**TASKS FOR THIS EXERCISE:**
• A. In the tamper thread, what does coffeechap say VST advises?
• B. Extract every line of the records that follow the tamper thread, reproducing each one verbatim, and omit the picture from your answer.

[ARTICLE start]

Indeed. You don't buy reg, torr, knocks etc because of sensible sane logic. It is all about 'handfeel' and bling. Completely unnecessary and yet utterly essential!


----------



## Daren (Jan 16, 2012)

urbanbumpkin said:


> +1 for the Torr too


+2 for the Torr.

I've also got a knock which has been relegated to the weight for my grinder chute (no bean hopper for me)


----------



## Vikki (Sep 19, 2013)

Hi All, I'm just starting out and wondering which tamper to buy to fit the silvia standard 58mm baskets. Reading all of your views have been really helpful. Forgive me for my ignorance but can anyone explain why choose a curved base of a flat base?


----------



## coffeechap (Apr 5, 2012)

I will try,

A curve base creates a slightly better seal as it pushes more coffee to the edges thus making it thicker at the point where it is most vulnerable to channelling which is down the edge of the basket. If you nutate then you should really be using a convex as it's impact on the coffee bed is softer and improves the resulting shot. Some of it will just come down to plain preference, VST advise a flat tamp, but I seem to get more consistent extractions from my curve based tampers with a VST.


----------



## Vikki (Sep 19, 2013)

coffeechap said:


> I will try,
> 
> A curve base creates a slightly better seal as it pushes more coffee to the edges thus making it thicker at the point where it is most vulnerable to channelling which is down the edge of the basket. If you nutate then you should really be using a convex as it's impact on the coffee bed is softer and improves the resulting shot. Some of it will just come down to plain preference, VST advise a flat tamp, but I seem to get more consistent extractions from my curve based tampers with a VST.

[ARTICLE end]
[DATA FOR THE TASK start]

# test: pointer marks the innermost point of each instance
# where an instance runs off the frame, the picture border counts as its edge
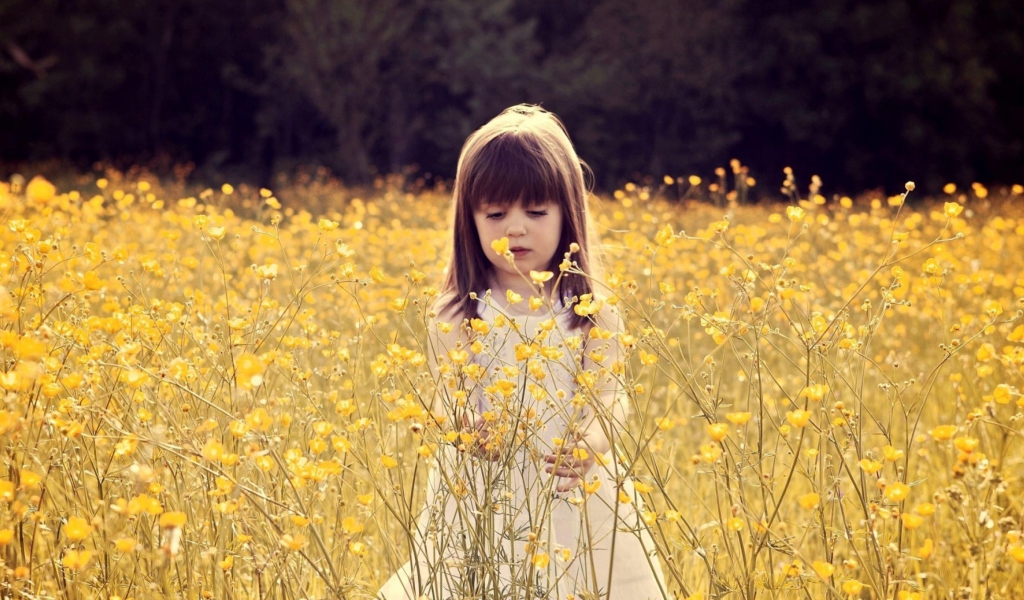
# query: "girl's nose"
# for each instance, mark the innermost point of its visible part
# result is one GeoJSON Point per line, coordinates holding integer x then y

[DATA FOR THE TASK end]

**FINAL RESULTS:**
• A. A flat tamp.

• B.
# test: pointer marks the innermost point of each instance
# where an instance runs off the frame, the picture border counts as its edge
# query: "girl's nose"
# for each instance, mark the innermost point of its visible part
# result is one GeoJSON Point per line, coordinates holding integer x then y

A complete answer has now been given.